> _AVAILABLE DATA_:
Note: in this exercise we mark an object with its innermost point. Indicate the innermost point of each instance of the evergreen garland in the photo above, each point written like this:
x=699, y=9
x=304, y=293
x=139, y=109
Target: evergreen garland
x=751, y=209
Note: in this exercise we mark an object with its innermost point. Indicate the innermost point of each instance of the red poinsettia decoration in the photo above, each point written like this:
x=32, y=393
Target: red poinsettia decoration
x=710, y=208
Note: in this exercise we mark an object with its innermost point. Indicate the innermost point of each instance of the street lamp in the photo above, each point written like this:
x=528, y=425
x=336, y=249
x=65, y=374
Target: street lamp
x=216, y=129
==
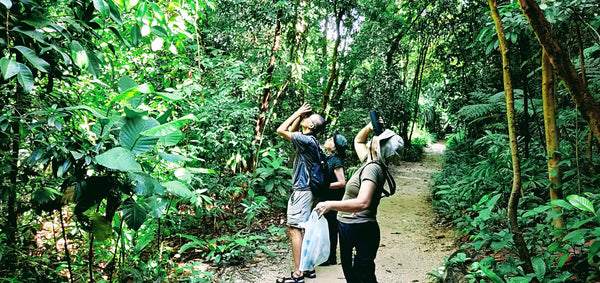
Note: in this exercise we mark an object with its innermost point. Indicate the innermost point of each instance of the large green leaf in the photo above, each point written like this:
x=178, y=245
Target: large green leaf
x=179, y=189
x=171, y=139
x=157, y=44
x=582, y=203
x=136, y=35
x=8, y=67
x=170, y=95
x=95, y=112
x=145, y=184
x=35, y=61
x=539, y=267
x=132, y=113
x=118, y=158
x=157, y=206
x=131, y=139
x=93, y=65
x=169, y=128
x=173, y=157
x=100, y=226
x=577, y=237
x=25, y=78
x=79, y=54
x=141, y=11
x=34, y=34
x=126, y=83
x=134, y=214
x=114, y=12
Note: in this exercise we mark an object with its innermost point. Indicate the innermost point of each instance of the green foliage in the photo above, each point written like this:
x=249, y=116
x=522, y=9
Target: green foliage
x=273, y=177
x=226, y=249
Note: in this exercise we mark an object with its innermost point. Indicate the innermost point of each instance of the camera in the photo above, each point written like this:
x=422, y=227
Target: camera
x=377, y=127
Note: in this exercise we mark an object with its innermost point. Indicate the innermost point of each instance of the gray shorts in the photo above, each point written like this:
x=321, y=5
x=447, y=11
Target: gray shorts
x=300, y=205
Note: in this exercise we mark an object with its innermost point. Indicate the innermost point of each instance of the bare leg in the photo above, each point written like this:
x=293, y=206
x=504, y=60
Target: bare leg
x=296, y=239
--
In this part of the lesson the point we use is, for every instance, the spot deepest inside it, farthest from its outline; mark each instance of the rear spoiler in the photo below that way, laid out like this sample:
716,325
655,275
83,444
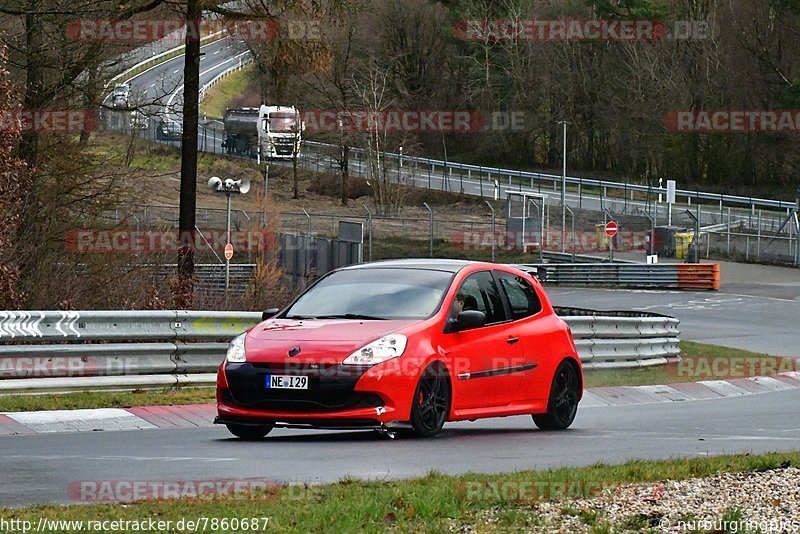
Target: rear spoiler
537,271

> _ASSIGNMENT_: Please show, exactly as written, every line above that contains the word "like".

> _OUTPUT FOR THIS TASK_:
Note: in this exercise we mark an object with its innermost point. Indicate the innermost point of each instance of the evergreen garland in the photo above, each point written like this:
Note: in this exercise we mark an object with its innermost point. Indicate the innermost point of each instance of the red poinsettia decoration in the photo above, each point written like this:
Note: in this exercise we mark an object with its innermost point. Indicate the innermost point of each instance of the street lamp in the photo above, each point written like this:
Note: in this exercise we mark an object with its innermost point. Indicate the innermost point of each instance of the large green leaf in the photo above, each point written like this:
Note: in this exercise we mark an object with its innermost point. Indicate the innermost point of each instance of the green foliage in the photo above, each point written like this:
Note: in this exercise we mark an object with its innermost point. Indicate the innermost point of each instance of the camera in the photo above, each point written like this:
Note: in this exercise we mark an object with its innermost point. Indicate the innermost point of each instance of the gray shorts in the photo above, each point written like this:
Note: in this exercise we mark an object with its innermost point. Indicate the innermost point of each instance of the bare leg in the photo above, each point written like this:
In this part of the lesson the point we use is, for every instance, the spot deepest inside it, farthest from its outline; mark each instance of the rear spoiler in the photo below that way, laid out like this sample:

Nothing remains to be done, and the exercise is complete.